*** Text provided ***
On July 14, 2014, the Equal Employment Opportunity Commission ("EEOC") issued updated enforcement guidance in regard to pregnancy discrimination and issues related to same.  They also issued a helpful question and answer document about the guidance and a Fact Sheet for small businesses.  The new guidance significantly expands protections for employees under the PDA.  This new guidance covers the requirements under the Pregnancy Discrimination Act “PDA” (covered under the umbrella of sex discrimination under Title VII) and the application of pregnancy related issues as they relate to the Americans with Disabilities Act “ADA”.  

The July 14th guidance is the first comprehensive update of the EEOC’s guidance on the subject of discrimination against pregnant workers since the 1983 publication of a compliance manual chapter on the subject.
*** End of Text provided ***
*Task goal*:
Answer from the text on the EEOC pregnancy guidance:
(a) Which agency issued the updated guidance, and on what date?
(b) What two other documents did the agency issue along with it?
(c) In what year was the earlier publication that this guidance is the first comprehensive update of?
*** Source information ***
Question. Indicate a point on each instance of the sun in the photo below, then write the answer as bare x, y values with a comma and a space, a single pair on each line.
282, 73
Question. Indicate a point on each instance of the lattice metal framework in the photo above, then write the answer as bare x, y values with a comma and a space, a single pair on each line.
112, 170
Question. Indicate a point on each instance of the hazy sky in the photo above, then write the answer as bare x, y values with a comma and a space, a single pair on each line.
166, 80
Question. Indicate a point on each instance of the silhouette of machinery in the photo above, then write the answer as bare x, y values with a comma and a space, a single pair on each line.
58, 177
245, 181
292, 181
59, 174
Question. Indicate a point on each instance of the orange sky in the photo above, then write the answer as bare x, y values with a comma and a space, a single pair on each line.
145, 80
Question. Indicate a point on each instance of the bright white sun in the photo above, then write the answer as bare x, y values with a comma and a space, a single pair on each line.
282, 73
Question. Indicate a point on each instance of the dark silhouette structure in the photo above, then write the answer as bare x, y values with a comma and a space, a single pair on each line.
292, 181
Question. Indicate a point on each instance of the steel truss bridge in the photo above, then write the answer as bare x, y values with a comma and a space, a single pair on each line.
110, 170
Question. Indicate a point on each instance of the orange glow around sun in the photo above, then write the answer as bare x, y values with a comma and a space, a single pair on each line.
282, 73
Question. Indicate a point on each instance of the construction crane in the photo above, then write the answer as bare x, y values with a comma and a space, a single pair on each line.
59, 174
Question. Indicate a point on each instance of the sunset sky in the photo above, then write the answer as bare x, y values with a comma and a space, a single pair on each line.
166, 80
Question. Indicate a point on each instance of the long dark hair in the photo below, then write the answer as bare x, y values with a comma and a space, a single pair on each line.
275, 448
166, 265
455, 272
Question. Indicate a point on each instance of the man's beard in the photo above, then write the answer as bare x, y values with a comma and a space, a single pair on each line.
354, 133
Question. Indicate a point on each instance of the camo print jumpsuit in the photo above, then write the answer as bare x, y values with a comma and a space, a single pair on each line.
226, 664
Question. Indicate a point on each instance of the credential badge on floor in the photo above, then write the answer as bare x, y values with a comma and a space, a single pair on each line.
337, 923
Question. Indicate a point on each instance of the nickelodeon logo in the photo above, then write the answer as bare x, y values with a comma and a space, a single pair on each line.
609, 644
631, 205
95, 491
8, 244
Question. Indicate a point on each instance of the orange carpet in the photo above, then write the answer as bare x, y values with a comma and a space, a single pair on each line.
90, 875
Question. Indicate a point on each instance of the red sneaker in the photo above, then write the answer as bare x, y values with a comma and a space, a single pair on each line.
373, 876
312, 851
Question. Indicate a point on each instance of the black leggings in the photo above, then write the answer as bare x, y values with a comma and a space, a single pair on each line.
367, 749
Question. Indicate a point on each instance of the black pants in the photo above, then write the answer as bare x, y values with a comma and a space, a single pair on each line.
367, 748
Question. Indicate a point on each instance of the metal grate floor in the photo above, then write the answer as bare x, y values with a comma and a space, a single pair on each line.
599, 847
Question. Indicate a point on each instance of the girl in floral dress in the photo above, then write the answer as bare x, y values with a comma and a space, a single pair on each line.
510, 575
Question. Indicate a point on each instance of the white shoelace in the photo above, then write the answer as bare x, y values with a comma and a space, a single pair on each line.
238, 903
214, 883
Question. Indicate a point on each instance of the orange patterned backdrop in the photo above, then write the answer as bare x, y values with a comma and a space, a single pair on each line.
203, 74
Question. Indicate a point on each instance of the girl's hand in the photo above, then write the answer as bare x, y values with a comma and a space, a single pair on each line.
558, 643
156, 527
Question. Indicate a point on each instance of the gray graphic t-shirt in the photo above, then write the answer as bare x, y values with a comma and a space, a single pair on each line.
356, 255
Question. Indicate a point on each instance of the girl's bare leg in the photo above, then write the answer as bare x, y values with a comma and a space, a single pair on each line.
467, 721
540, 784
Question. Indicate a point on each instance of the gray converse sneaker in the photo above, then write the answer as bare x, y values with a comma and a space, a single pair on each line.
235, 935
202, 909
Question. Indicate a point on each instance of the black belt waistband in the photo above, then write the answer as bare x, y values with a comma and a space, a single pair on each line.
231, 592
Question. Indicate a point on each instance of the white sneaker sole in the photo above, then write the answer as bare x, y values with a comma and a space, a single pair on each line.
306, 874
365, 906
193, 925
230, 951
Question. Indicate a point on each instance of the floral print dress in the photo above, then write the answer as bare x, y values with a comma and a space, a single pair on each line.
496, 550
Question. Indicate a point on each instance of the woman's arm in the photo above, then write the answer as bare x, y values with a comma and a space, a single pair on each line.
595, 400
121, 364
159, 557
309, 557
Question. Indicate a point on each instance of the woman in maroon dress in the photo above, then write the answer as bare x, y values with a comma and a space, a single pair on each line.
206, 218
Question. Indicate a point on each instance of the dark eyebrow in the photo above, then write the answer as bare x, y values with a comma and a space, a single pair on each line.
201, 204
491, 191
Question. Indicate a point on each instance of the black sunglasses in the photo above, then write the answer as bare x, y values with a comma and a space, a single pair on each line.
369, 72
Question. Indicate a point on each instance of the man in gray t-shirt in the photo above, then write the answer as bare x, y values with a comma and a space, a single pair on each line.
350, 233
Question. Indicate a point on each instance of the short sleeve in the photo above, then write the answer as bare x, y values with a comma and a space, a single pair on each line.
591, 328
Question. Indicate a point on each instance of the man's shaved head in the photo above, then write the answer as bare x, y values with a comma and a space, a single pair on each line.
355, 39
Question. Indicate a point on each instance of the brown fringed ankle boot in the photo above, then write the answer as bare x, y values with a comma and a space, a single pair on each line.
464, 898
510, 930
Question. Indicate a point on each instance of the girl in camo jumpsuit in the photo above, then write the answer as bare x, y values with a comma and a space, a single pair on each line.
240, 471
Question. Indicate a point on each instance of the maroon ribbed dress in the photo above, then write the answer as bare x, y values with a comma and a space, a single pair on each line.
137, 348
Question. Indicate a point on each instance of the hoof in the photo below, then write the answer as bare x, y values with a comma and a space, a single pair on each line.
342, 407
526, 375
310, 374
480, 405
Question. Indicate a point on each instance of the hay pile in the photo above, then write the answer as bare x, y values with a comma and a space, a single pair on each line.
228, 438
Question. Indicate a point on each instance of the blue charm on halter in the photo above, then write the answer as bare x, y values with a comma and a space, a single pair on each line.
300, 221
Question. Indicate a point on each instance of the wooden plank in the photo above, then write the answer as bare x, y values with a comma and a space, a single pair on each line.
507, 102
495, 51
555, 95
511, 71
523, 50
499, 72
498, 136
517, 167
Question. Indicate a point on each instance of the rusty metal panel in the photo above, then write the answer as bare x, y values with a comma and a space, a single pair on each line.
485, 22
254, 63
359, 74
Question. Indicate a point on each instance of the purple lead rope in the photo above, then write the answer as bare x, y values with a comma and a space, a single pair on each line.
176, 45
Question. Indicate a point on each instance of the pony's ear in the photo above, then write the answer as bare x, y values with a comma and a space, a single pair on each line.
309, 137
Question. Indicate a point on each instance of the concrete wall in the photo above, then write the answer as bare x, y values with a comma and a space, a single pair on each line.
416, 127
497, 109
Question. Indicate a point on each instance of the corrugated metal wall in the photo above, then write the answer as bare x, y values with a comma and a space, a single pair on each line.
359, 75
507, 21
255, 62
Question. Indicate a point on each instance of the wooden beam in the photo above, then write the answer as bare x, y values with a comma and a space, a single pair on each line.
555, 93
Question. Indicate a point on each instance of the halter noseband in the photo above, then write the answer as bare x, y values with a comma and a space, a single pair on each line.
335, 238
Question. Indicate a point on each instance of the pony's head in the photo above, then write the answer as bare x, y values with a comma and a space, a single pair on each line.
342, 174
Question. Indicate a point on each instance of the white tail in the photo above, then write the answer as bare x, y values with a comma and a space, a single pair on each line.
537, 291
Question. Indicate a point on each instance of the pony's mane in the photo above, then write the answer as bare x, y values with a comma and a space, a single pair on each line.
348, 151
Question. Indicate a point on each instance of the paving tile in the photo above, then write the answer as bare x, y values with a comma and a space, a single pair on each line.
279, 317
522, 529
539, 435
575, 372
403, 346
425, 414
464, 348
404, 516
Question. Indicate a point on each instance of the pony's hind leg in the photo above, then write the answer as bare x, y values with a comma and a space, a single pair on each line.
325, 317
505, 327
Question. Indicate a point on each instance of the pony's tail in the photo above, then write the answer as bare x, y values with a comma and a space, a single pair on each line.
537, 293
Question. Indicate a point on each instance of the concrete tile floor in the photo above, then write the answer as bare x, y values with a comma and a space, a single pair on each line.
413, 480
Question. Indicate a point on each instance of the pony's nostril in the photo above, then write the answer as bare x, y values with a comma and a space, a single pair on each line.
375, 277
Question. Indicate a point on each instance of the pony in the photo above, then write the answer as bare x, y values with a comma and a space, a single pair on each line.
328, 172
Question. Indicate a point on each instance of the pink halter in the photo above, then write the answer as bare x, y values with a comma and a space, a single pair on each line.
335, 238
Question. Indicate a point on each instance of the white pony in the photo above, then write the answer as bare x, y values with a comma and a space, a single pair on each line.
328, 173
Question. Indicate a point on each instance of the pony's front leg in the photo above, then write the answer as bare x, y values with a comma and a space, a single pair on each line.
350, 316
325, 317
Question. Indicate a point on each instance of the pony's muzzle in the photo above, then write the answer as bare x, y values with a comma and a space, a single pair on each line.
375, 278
*** End of Source information ***
*Reply*:
(a) The Equal Employment Opportunity Commission (EEOC), on July 14, 2014.
(b) A question and answer document about the guidance and a Fact Sheet for small businesses.
(c) 1983, the year a compliance manual chapter on the subject was published.